TO BE DONE: In the page text on performance testing, which development approach is described as ideal for large and complex projects?

PAGE TEXT:
On top of these testing types, worth mentioning, as part of Stress Testing, we also perform Reliability Testing as well, verifying how the system will recover from the “break” situation – i.e. if the specific service goes down, we do not want to lose any messages in between.

Methodology

Testing methodology depends on the overall development approach, but the most common approaches are:

  • Waterfall follows sequential testing which occurs after full development.
  • Agile practice Iterative testing of small parts within sprints.
  • V-Model stands for Verification & Validation, where testing is linked to development phases.
  • Spiral combines best-of-both; Waterfall and Agile, making it ideal for large and complex projects; testing is risk-driven and it is integrated into each iterative cycle (spiral)[6].

However, no matter with development approach we practice, key testing goals always stay the same:

  1. Ensure solution meets functional requirements.
  2. Make sure solution also meets non-functional requirements like, overall quality, performance, and security.

Now, I have deliberately avoided saying –only functional requirements are business requirements. In fact, non-functional requirements for performance can very often be very much business relevant, as business can set same clear business driven SLAs.

  • SLA (Service Level Agreement) is a formal, often contractual promise of service quality, defining what is guaranteed level of service.
  • KPI (Key Performance Indicator) is an internal measurement of how well SLA goals are met. These measurements are usually very operational.

SLA examples

KPI examples

4s average response time

Last month we achieved 4.87s average response time

99% of orders must be received and processes within 8s

Last quarter we had 97.4% orders processes within 8s

1 000 000 orders per day without degradation of service

Yesterday we have processed 1 002 158 orders, where all SLAs are kept

What does this tell us?

By clearly understanding SLAs, we can define appropriate Performance Testing measurements (and scripts), something we want to test and what is the level of service we need to achieve with our new application or integrated system.

Please note, focus here is on Performance Testing, so I am not addressing other non-functional requirements, although we may apply similar approach for them as well (bur the actual testing or verification may be significantly different).

Doing it right…

Requirements Gathering & Planning:

For the Performance Testing in integration (or in general), the first step is, of course, gathering all non-functional requirements like SLAs indicating i.e. response time, error rate etc. This is the moment to collect all

  • defined SLAs
  • Volumes (i.e. hourly, daily etc.) including expected growth
  • Business patterns (i.e. patterns or spikes during business hours, or during season)
  • Systems under test (i.e. what are the systems, or integration flows or IT components which are under test?)
  • Users or user groups (i.e. integrations are usually built using technical users, but let this be re-confirmed)

Test Design

What do we test?

Let’s have one thing clear – when testing integration, we are testing inbound and outbound, complex multi system flows and respective endpoints of the Provider and Consumer(s). But we are not testing the actual business process within Provider and Consumer(s)– this should be covered by relevant application testing.

Entries from an annotation dataset:
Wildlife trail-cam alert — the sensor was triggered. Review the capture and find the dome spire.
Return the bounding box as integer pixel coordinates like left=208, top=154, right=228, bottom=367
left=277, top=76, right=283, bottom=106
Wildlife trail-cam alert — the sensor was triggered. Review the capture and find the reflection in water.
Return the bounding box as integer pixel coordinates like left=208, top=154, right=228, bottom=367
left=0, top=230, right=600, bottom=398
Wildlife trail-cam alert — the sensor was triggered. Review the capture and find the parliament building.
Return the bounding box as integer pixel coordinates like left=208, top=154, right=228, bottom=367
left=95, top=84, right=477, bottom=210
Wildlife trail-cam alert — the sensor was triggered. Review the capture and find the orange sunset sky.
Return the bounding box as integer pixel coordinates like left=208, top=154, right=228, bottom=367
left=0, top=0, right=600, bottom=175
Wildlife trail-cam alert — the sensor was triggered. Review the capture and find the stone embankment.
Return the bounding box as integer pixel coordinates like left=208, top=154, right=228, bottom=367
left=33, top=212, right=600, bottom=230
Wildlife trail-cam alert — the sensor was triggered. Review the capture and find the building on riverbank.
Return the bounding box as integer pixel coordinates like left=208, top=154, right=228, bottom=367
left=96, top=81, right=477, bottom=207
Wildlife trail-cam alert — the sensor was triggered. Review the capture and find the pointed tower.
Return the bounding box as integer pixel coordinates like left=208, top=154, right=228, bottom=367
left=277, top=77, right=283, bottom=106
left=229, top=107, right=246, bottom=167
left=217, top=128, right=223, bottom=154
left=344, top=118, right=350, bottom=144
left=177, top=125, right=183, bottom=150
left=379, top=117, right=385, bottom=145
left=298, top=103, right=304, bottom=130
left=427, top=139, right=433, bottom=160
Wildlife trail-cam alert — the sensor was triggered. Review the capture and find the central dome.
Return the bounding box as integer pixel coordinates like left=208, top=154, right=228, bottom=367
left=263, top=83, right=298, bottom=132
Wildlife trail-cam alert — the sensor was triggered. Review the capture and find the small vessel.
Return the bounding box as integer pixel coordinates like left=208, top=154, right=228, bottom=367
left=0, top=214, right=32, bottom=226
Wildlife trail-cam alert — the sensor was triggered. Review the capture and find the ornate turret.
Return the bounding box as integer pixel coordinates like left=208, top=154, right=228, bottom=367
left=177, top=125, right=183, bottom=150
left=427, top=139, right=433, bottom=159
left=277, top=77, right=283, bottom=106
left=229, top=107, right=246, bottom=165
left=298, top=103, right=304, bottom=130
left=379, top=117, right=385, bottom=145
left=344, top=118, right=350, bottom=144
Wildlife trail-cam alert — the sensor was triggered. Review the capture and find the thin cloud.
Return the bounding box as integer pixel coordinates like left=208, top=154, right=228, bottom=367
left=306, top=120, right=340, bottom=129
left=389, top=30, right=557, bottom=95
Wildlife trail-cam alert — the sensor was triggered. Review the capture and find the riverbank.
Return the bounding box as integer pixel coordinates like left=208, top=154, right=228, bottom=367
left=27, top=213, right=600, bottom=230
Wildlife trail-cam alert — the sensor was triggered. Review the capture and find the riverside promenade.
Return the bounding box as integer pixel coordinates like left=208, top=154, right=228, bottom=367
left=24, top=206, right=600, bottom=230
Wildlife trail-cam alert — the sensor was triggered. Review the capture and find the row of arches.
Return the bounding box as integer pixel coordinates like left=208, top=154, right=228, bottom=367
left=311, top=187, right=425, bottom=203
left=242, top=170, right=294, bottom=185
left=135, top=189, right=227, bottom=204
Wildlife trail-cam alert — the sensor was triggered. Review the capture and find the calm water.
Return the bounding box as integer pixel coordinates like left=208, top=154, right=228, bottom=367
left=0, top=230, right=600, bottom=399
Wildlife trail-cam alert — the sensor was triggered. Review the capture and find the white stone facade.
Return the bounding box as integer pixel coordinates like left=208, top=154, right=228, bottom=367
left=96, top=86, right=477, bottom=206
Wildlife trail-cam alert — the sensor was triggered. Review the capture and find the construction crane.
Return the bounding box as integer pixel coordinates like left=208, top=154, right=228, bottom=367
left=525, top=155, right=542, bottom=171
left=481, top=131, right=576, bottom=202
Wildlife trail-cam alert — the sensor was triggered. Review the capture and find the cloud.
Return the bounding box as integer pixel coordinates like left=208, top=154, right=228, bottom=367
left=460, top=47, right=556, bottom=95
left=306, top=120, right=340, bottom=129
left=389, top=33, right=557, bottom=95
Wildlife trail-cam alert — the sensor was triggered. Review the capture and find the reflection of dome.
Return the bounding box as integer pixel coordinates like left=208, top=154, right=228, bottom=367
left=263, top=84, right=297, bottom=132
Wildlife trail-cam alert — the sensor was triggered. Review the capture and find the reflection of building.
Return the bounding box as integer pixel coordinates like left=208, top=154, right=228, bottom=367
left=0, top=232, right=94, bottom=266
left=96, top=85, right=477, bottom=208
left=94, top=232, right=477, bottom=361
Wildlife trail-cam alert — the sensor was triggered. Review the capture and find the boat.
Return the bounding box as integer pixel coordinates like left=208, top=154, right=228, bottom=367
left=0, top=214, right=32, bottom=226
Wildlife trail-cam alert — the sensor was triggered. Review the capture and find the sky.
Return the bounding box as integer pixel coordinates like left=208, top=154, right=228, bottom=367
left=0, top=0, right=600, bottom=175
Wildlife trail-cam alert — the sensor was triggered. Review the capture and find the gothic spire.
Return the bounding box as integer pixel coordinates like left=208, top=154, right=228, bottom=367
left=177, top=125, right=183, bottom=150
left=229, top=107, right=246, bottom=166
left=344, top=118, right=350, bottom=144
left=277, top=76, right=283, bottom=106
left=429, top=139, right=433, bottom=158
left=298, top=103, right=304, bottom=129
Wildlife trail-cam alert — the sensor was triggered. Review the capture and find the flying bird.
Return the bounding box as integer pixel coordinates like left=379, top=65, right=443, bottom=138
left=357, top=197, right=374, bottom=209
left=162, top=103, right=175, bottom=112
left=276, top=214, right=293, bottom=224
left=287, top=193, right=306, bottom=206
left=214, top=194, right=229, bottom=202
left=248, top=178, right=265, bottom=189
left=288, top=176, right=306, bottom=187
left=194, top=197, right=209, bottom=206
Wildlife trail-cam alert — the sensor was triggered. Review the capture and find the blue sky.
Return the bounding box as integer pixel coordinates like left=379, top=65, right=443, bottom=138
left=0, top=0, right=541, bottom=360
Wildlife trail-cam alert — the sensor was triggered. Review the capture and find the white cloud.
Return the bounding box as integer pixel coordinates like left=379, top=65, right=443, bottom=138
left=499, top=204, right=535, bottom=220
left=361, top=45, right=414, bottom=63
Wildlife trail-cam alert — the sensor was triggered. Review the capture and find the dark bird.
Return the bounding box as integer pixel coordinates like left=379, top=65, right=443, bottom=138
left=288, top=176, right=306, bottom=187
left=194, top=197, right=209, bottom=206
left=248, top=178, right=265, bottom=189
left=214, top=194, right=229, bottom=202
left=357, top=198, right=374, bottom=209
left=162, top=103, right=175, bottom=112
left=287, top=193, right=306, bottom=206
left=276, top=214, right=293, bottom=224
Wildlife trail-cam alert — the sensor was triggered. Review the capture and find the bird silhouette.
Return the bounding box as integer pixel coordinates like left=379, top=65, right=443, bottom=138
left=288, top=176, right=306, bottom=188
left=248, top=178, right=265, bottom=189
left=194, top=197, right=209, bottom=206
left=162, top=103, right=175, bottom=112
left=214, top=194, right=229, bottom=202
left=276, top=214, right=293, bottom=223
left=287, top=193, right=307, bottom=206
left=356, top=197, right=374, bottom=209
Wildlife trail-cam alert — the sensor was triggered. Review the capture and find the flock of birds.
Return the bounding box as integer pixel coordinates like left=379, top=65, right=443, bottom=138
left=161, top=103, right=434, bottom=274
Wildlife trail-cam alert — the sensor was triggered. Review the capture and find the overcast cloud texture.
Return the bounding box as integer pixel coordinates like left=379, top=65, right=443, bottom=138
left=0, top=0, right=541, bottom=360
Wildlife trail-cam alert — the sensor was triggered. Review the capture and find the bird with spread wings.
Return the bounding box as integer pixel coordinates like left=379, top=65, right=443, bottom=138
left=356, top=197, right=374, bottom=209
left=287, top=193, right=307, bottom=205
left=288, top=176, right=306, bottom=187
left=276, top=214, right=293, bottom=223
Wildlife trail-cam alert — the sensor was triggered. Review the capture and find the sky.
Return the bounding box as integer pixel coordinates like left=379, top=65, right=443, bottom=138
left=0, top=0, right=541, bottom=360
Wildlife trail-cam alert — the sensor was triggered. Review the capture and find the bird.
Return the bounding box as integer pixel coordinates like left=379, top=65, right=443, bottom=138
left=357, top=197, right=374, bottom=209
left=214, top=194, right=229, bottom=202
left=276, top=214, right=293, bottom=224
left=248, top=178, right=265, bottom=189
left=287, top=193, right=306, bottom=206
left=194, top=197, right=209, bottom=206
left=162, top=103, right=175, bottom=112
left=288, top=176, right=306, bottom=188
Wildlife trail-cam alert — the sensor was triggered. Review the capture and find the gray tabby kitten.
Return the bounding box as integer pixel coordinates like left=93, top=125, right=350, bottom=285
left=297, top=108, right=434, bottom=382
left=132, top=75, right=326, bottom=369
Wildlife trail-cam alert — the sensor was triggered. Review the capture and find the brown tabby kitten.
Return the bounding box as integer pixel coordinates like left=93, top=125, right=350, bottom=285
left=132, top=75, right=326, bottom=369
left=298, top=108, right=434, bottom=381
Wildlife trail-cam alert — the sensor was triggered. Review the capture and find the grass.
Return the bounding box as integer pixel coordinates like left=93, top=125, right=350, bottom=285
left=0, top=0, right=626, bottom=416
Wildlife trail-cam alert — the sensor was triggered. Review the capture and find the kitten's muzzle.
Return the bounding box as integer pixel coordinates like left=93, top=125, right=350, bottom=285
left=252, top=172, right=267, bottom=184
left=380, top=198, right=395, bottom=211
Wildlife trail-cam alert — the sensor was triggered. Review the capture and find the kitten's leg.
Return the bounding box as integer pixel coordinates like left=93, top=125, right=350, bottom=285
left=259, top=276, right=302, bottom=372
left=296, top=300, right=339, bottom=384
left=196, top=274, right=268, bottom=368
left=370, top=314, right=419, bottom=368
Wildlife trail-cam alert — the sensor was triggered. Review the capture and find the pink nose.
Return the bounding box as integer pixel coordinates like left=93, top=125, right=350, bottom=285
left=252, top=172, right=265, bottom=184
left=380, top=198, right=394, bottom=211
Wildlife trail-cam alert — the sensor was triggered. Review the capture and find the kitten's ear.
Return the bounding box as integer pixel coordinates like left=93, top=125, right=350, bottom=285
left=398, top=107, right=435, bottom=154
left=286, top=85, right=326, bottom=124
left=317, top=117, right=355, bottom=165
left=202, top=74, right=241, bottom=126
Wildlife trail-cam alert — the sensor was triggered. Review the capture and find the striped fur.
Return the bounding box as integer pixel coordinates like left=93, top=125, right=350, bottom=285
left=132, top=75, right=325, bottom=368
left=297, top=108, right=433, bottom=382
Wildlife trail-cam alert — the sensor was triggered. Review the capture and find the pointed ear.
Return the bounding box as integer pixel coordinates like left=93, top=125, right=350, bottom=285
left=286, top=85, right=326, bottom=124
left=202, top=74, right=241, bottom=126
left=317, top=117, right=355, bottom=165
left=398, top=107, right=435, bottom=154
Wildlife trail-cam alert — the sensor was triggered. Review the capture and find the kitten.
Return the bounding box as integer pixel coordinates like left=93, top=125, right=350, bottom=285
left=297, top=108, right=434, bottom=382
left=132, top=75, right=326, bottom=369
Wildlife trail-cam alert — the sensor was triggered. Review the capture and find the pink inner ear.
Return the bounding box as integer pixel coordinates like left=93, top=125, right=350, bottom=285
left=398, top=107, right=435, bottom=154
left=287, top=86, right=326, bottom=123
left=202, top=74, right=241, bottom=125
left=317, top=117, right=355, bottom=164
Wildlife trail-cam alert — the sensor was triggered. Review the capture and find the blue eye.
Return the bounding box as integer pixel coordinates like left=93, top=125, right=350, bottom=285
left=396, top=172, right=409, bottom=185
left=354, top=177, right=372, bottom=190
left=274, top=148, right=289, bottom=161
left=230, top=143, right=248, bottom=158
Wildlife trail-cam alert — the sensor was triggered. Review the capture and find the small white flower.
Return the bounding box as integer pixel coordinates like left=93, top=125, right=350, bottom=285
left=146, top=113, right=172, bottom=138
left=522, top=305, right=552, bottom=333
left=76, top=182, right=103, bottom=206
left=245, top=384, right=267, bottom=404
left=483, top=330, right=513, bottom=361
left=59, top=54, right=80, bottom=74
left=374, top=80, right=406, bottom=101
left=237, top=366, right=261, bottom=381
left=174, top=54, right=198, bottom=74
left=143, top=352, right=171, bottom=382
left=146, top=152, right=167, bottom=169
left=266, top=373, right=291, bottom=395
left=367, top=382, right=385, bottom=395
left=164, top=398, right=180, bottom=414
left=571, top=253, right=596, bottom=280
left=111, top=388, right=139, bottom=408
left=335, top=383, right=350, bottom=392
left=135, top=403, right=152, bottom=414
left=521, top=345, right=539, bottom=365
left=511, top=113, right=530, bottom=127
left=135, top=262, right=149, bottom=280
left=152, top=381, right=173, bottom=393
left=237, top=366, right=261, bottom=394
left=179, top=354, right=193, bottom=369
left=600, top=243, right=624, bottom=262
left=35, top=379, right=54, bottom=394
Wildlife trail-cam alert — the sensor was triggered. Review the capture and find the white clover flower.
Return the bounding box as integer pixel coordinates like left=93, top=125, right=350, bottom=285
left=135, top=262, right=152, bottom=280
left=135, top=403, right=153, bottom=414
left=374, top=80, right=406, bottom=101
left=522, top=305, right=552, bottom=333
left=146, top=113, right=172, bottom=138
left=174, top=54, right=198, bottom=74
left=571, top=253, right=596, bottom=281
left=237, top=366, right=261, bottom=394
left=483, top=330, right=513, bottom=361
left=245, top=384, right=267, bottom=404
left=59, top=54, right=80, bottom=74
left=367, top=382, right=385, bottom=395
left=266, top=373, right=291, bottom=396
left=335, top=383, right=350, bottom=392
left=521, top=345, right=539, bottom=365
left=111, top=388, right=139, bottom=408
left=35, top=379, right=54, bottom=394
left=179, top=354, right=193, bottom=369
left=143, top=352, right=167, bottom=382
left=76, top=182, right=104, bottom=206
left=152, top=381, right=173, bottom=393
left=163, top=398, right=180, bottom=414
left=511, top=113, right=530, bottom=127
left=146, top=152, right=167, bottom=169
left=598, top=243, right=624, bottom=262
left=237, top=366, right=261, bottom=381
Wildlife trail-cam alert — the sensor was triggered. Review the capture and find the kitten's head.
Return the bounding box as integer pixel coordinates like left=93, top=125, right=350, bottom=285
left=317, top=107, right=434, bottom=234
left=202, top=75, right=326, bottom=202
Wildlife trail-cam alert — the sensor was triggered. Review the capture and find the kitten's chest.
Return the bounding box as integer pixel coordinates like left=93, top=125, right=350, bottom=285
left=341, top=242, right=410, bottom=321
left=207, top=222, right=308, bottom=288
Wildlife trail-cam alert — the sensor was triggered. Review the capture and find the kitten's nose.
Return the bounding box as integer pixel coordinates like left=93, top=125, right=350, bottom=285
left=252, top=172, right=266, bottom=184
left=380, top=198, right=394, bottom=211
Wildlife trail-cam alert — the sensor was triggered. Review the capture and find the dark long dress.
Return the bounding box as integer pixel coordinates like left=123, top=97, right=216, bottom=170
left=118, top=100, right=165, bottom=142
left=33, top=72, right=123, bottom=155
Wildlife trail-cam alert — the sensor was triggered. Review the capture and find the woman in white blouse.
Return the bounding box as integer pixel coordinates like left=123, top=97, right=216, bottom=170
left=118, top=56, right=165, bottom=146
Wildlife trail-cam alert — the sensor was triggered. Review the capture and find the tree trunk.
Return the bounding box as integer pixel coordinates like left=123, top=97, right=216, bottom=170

COMPLETED TASK: Spiral